§ Bereitgestellter Text:

§

Der Jugendprojekt Theater: Playstation zeigt auf Kampnagel „Stirb Popstar, stirb“
: Psychische Verelendung

Der Traum von Ruhm und Glück endet tragisch. Einen flüchtigen Hoffnungsschimmer, dem tristen Alltag zu entkokmmen, bezahlt die junge Sängerin Mia mit dem Leben. Am Ende geht es um die Fähigkeit, echte von falschen Freundschaften zu unterscheiden, und darum, seinen Traum zu leben, ohne sich selbst zu verlieren. Um existenzielle Dinge also, so cool die acht jugendlichen Darsteller des Theater: Playstation diese auf Kampnagel auch rüberbringen.

„Heutzutage musst Du mit 15 auf den Markt kommen“, weiß Melody und haucht mit ihrer Bluesstimme den Refrain eines bekannten Popsongs ins Mikrofon, umgetextet auf ihr Leben: I‘m an Alien, I‘m a black girl in Steilshoop“. Biographisches ist durchaus Bestandteil des Materials, das der Hamburger Regisseur und Autor David Chotjewitz in Zusammenarbeit mit den Darstellern aus unterschiedlichen Kulturen entwickelt hat. Stirb Popstar, stirb heißt nun das Stück Musik-Theater, das von den Schicksalen junger Menschen erzählt, die in Deutschland Fremde sind, die sich mit Träumen von einer Karriere im Showbizz zu trösten versuchen.

Chotjewitz hatte junge Menschen gesucht, die sowohl spielen als auch Musik machen können. Talent bringen sie alle mit. Die 22-jährige Lilian Arhin alias Melody sang im Background für Xavier Naidoo. Mable Preach, 21 Jahre alt, tanzte und rappte in vollen Stadien. „Die psychische Verelendung am Star-Sein hat mich interessiert“, sagt Chotjewitz. „Immer nur davon zu träumen, kann genauso schwerwiegende Folgen haben.“ Anflüge davon habe er selbst erlebt, als er 1996 den Hamburger Förderpreis für Literatur erhielt.

§

§ Aufgabe:
Gib aus dem Artikel den Abschnitt wortgetreu wieder, der mit „Der Jugendprojekt Theater: Playstation“ beginnt und bis „Kampnagel auch rüberbringen.“ reicht. Die Datensätze werden hier nicht gebraucht.

§

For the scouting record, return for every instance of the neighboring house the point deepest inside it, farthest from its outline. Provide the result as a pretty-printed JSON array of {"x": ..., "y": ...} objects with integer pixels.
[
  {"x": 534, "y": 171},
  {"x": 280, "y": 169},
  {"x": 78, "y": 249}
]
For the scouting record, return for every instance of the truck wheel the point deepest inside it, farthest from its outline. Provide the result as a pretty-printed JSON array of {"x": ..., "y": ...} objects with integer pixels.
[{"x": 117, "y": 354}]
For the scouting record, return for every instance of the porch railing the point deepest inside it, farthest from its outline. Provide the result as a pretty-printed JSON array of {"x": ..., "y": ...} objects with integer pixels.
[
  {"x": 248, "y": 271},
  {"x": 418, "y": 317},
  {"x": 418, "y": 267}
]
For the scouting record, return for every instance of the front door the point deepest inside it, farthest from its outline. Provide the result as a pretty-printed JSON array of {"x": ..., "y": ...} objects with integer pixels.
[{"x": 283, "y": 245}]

§

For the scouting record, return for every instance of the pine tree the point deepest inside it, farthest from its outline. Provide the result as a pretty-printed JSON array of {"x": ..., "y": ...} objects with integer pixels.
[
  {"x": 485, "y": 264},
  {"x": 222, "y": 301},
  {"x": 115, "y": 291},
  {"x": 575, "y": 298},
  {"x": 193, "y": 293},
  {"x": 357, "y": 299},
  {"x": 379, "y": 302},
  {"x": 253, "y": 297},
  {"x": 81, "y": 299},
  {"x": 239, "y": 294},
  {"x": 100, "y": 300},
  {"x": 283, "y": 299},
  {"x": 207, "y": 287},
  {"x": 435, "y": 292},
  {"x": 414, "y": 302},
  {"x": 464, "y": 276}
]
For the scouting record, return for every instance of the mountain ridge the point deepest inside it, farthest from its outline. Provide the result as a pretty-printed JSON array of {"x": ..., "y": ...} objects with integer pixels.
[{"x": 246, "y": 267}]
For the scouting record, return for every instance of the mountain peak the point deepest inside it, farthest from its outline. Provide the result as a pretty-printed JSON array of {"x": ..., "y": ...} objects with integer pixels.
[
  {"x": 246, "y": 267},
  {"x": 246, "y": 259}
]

§

§ Antwort:
Der Jugendprojekt Theater: Playstation zeigt auf Kampnagel „Stirb Popstar, stirb“
: Psychische Verelendung

Der Traum von Ruhm und Glück endet tragisch. Einen flüchtigen Hoffnungsschimmer, dem tristen Alltag zu entkokmmen, bezahlt die junge Sängerin Mia mit dem Leben. Am Ende geht es um die Fähigkeit, echte von falschen Freundschaften zu unterscheiden, und darum, seinen Traum zu leben, ohne sich selbst zu verlieren. Um existenzielle Dinge also, so cool die acht jugendlichen Darsteller des Theater: Playstation diese auf Kampnagel auch rüberbringen.